### TREŚĆ POLECENIA
Zwróć, proszę, każdy wiersz poniższych wpisów, który zawiera słowo "iguana". Wielkość liter ma znaczenie.
---------- WYBRANE WPISY ----------
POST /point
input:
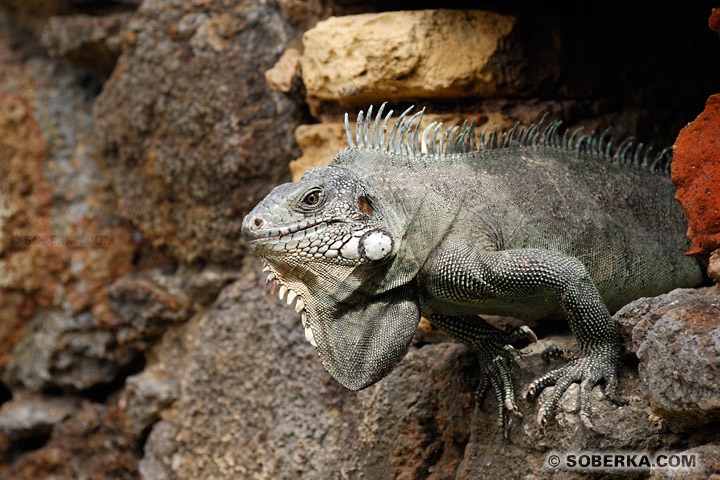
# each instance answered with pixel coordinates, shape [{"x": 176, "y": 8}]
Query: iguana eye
[{"x": 312, "y": 198}]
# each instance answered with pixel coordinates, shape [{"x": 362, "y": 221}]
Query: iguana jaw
[{"x": 296, "y": 292}]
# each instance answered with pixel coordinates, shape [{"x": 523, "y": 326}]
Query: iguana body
[{"x": 526, "y": 225}]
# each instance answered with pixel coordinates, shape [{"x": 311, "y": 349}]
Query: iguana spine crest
[{"x": 405, "y": 139}]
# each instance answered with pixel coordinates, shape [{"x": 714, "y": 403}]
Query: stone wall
[{"x": 136, "y": 337}]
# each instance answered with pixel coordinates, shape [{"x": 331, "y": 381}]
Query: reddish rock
[
  {"x": 714, "y": 21},
  {"x": 696, "y": 173}
]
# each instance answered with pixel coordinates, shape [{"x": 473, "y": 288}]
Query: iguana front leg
[
  {"x": 495, "y": 352},
  {"x": 509, "y": 278}
]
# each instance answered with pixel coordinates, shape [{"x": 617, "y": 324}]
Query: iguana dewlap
[{"x": 524, "y": 224}]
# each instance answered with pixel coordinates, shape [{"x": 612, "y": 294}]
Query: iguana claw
[{"x": 589, "y": 370}]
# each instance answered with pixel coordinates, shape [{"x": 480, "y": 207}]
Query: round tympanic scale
[{"x": 376, "y": 245}]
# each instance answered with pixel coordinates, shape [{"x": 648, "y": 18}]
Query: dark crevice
[
  {"x": 21, "y": 446},
  {"x": 99, "y": 393},
  {"x": 5, "y": 393}
]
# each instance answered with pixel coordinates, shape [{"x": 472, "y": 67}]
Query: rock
[
  {"x": 89, "y": 42},
  {"x": 285, "y": 76},
  {"x": 74, "y": 351},
  {"x": 86, "y": 445},
  {"x": 434, "y": 53},
  {"x": 696, "y": 173},
  {"x": 714, "y": 266},
  {"x": 679, "y": 352},
  {"x": 714, "y": 20},
  {"x": 145, "y": 396},
  {"x": 635, "y": 318},
  {"x": 248, "y": 364},
  {"x": 35, "y": 416},
  {"x": 159, "y": 448},
  {"x": 187, "y": 163},
  {"x": 319, "y": 144},
  {"x": 61, "y": 244},
  {"x": 307, "y": 12},
  {"x": 706, "y": 466}
]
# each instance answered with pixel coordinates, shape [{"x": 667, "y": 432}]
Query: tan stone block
[{"x": 426, "y": 53}]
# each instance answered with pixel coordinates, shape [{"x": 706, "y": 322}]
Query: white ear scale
[{"x": 376, "y": 245}]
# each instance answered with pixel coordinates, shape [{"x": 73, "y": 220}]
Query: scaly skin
[{"x": 526, "y": 225}]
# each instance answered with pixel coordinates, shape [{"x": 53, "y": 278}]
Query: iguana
[{"x": 522, "y": 224}]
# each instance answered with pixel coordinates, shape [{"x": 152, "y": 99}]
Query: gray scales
[{"x": 526, "y": 224}]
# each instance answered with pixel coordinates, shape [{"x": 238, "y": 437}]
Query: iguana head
[{"x": 333, "y": 248}]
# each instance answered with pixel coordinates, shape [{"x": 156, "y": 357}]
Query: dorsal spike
[
  {"x": 571, "y": 141},
  {"x": 564, "y": 142},
  {"x": 358, "y": 129},
  {"x": 416, "y": 130},
  {"x": 393, "y": 146},
  {"x": 433, "y": 139},
  {"x": 511, "y": 134},
  {"x": 646, "y": 157},
  {"x": 383, "y": 131},
  {"x": 556, "y": 136},
  {"x": 442, "y": 142},
  {"x": 503, "y": 137},
  {"x": 622, "y": 148},
  {"x": 605, "y": 133},
  {"x": 608, "y": 147},
  {"x": 348, "y": 132},
  {"x": 473, "y": 125},
  {"x": 458, "y": 144},
  {"x": 406, "y": 134},
  {"x": 366, "y": 128},
  {"x": 448, "y": 145},
  {"x": 423, "y": 145},
  {"x": 522, "y": 133},
  {"x": 376, "y": 126},
  {"x": 591, "y": 141},
  {"x": 579, "y": 143},
  {"x": 636, "y": 156}
]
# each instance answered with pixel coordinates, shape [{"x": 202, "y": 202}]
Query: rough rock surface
[
  {"x": 190, "y": 132},
  {"x": 679, "y": 352},
  {"x": 87, "y": 445},
  {"x": 436, "y": 53},
  {"x": 696, "y": 173},
  {"x": 35, "y": 416},
  {"x": 256, "y": 403},
  {"x": 104, "y": 377}
]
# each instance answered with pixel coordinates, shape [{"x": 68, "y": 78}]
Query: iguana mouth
[
  {"x": 293, "y": 295},
  {"x": 277, "y": 233}
]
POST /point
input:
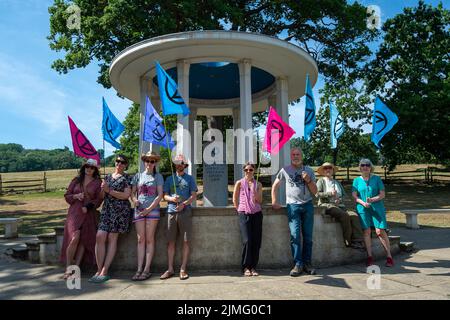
----------
### WYNIK ZADANIA
Query: iguana eye
Query: iguana jaw
Query: iguana body
Query: iguana spine crest
Query: iguana front leg
Query: iguana dewlap
Query: iguana claw
Query: iguana
Query: iguana head
Query: iguana mouth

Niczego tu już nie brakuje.